- Text passage:
The district court also found Aronberg's methodology unreliable because he did not conduct certain traffic studies the court believed necessary. The 1987 Chadda article proposes that experts conduct "appropriate studies," including a "speed study" and a "complete collision diagram." Extrapolating from the article's study-based recommendations, the district court found that Aronberg did not perform a "vehicle capacity study" or a "peak pedestrian/vehicular volume study." But these studies are not mentioned at all in the 1987 Chadda article. They were brought up by Q.B.'s counsel during cross-examination at the Daubert hearing, and several days later Q.B. referenced Aronberg's failure to conduct these studies in its motion to exclude Aronberg's testimony. In apparent agreement with Q.B., the district court, pointing to nothing authoritative, claimed that (without these studies) Aronberg could not reliably assign Fernández Juncos a roadway category which, in turn, was important to determining how wide its lanes should be. Recall that the appropriate and actual width of the southernmost eastbound lane served as the factual underpinning for Aronberg's pedestrian corridor opinion.

- Input for this task:
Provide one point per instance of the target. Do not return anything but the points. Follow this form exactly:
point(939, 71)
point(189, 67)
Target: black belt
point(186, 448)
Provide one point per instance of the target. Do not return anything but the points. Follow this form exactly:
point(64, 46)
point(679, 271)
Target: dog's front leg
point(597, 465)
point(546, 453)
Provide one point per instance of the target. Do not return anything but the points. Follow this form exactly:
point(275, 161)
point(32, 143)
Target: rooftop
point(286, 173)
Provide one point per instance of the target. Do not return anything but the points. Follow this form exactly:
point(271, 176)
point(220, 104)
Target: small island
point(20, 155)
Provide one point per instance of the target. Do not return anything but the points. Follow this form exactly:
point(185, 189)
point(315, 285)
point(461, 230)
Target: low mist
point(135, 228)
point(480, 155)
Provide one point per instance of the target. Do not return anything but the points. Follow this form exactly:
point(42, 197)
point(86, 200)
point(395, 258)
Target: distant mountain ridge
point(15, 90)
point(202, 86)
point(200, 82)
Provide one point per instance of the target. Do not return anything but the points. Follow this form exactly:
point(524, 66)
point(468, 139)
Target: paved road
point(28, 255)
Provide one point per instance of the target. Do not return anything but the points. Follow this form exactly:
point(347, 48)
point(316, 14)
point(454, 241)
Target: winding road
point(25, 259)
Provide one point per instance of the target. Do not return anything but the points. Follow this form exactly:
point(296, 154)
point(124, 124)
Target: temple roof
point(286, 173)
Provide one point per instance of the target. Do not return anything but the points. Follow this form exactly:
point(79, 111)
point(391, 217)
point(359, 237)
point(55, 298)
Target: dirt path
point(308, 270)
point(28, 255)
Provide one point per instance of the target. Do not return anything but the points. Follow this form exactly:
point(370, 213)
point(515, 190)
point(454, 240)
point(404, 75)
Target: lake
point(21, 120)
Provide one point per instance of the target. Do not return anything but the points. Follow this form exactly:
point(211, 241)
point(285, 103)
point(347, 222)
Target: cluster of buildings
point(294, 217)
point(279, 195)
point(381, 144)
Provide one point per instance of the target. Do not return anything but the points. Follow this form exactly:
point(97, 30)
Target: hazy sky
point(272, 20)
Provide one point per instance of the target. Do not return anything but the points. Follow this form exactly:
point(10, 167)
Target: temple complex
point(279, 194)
==
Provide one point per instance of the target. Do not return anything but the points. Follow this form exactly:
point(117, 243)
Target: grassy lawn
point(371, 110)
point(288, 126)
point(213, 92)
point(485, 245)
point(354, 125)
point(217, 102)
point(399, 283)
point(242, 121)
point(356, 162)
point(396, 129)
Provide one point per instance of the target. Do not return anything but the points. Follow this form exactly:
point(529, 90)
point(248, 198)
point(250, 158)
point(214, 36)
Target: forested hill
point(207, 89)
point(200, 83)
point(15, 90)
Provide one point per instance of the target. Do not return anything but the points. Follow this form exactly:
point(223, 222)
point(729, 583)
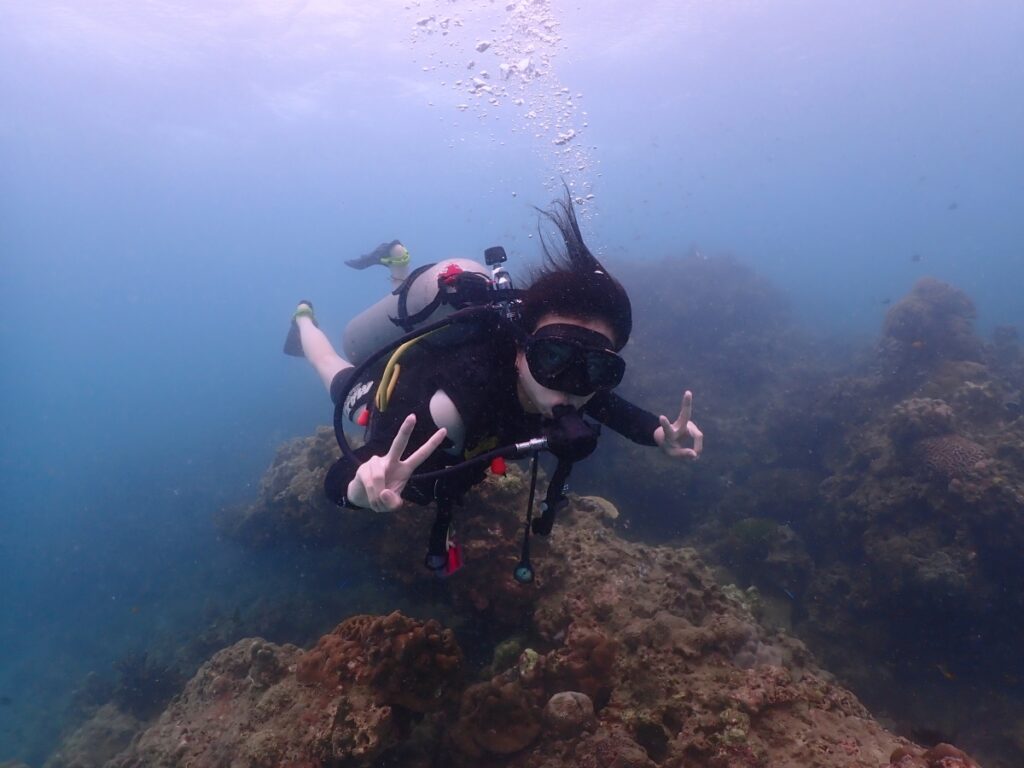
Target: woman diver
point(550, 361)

- Given task A: Reproduce the entire passage on Aronberg's traffic studies word for word.
- Given task B: How many lines of the listing contain the string "road"? Reply with the number alone.

- Full response A:
The district court also found Aronberg's methodology unreliable because he did not conduct certain traffic studies the court believed necessary. The 1987 Chadda article proposes that experts conduct "appropriate studies," including a "speed study" and a "complete collision diagram." Extrapolating from the article's study-based recommendations, the district court found that Aronberg did not perform a "vehicle capacity study" or a "peak pedestrian/vehicular volume study." But these studies are not mentioned at all in the 1987 Chadda article. They were brought up by Q.B.'s counsel during cross-examination at the Daubert hearing, and several days later Q.B. referenced Aronberg's failure to conduct these studies in its motion to exclude Aronberg's testimony. In apparent agreement with Q.B., the district court, pointing to nothing authoritative, claimed that (without these studies) Aronberg could not reliably assign Fernández Juncos a roadway category which, in turn, was important to determining how wide its lanes should be. Recall that the appropriate and actual width of the southernmost eastbound lane served as the factual underpinning for Aronberg's pedestrian corridor opinion.

- Full response B: 2